[Stored records]
*** Block opens ***

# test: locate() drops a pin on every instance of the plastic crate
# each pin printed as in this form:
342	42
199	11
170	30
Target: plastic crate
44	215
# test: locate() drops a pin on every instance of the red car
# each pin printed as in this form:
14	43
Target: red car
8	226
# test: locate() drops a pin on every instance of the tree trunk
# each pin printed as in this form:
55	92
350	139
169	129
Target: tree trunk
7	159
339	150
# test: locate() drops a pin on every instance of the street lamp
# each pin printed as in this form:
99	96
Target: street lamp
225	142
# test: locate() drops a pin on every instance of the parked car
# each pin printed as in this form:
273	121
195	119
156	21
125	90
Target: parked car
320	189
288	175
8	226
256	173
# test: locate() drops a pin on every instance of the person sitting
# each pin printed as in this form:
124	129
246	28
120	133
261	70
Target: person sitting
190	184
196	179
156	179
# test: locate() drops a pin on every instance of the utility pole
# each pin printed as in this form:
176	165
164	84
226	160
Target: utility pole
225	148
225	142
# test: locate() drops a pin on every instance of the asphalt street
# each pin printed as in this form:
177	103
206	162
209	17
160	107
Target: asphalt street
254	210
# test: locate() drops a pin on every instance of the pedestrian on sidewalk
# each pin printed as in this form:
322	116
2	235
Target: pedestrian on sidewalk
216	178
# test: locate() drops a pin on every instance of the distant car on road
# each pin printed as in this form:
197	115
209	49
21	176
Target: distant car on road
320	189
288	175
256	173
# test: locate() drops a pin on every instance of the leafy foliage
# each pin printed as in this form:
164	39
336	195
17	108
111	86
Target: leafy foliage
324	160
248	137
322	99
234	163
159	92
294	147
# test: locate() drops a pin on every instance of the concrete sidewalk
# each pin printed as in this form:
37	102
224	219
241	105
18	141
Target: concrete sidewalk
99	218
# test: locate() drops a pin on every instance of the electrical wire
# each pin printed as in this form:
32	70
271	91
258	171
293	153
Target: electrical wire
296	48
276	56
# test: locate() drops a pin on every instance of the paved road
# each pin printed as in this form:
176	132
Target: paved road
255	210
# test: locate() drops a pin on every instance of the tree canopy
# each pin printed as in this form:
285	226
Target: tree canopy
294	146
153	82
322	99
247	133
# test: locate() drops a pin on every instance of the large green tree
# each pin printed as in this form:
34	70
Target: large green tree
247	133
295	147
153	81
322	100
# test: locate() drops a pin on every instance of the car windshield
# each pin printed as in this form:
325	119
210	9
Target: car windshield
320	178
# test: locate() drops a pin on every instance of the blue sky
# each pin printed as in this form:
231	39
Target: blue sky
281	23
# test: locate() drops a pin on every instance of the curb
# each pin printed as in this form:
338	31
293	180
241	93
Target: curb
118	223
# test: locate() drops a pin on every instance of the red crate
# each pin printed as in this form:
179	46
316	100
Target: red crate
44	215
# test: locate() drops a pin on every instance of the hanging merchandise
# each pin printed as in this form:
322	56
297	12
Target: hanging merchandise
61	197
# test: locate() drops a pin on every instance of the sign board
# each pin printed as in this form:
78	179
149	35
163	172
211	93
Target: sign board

*** Block closes ***

● Aim of the exercise:
Every record is to be repeated exactly as it stands above.

● Expected answer:
# test: locate() drops a pin on every instance of the plastic crate
# each pin printed as in this form:
342	42
199	11
170	30
Target: plastic crate
44	215
# test: locate() drops a pin on every instance of the red car
# each pin printed as in this form:
14	43
Target: red car
8	226
# test: locate() drops a pin on every instance of the tree trunk
# each pin printed as in this form:
55	92
350	139
169	129
Target: tree trunk
7	159
339	150
# test: locate() drops a pin on every instance of the street lamp
# each pin printed as in this form:
99	96
Target: street lamp
225	142
# test: locate() drops a pin on every instance of the parked car
# each pin printed as in this form:
273	121
195	119
156	21
125	90
Target: parked car
320	189
288	175
8	226
256	173
# test: locate() drops a pin on every instance of the person sitting
# each pin printed as in this form:
124	129
246	28
120	133
261	70
Target: person sitting
190	184
196	179
156	179
# test: locate() drops a pin on every instance of the utility pole
# each pin printed as in this form:
176	165
164	84
226	160
Target: utility pole
225	148
225	142
# test: locate() drops a pin on every instance of the asphalt street
# each pin printed as in this form:
177	103
206	162
209	17
160	107
Target: asphalt street
254	210
# test: locate() drops a pin on every instance of the pedestrian on sidewalk
# each pin printed as in this form:
322	116
2	235
Target: pedestrian on sidewalk
216	178
# test: locate() drops a pin on every instance of the distant car on road
# each pin printed as in this form:
197	115
209	49
21	176
Target: distant car on road
320	189
288	175
256	173
# test: locate() drops a pin on every instance of the leafy foliage
# each pin printed as in this form:
164	39
336	195
17	108
111	86
Target: leafy foliage
324	160
248	137
322	99
234	163
159	92
294	147
# test: locate() drops a pin on every instance of the concrete sidewalk
# each pin printed as in this form:
37	102
224	219
241	105
18	141
Target: concrete sidewalk
99	218
# test: locate() drops a pin on every instance of the electrical wire
# each pin printed as in this form:
32	70
271	91
258	171
293	153
Target: electrical wire
296	48
276	56
# test: locate() drops a pin on every instance of the paved road
# each pin printed as in this form:
176	132
Target: paved road
255	210
# test: locate() drops a pin on every instance of the tree canopy
# each pin printed as in this form:
285	226
Target: tree canopy
294	146
153	82
322	99
247	133
# test: locate() drops a pin on every instance of the large green tree
# each pin printed as in this form:
34	70
Target: large green tree
247	133
295	147
153	81
322	100
# test: locate() drops a pin on every instance of the car windshield
# each pin printed as in this form:
325	119
210	9
Target: car windshield
320	178
# test: locate() drops a pin on every instance of the blue sky
# each pin printed as in this form:
231	39
Target: blue sky
281	23
# test: locate() drops a pin on every instance of the curb
# each pin printed as in this form:
338	31
293	180
241	93
Target: curb
118	223
# test: locate() drops a pin on every instance of the red crate
# each pin printed as in this form:
179	46
316	100
Target: red crate
44	215
# test: locate() drops a pin on every instance of the hanging merchandise
# each pin printed as in this form:
322	56
297	12
Target: hanging merchandise
61	197
# test: locate() drops a pin on every instance of the sign board
# each pin printed as in this form:
78	179
149	35
163	172
211	93
Target: sign board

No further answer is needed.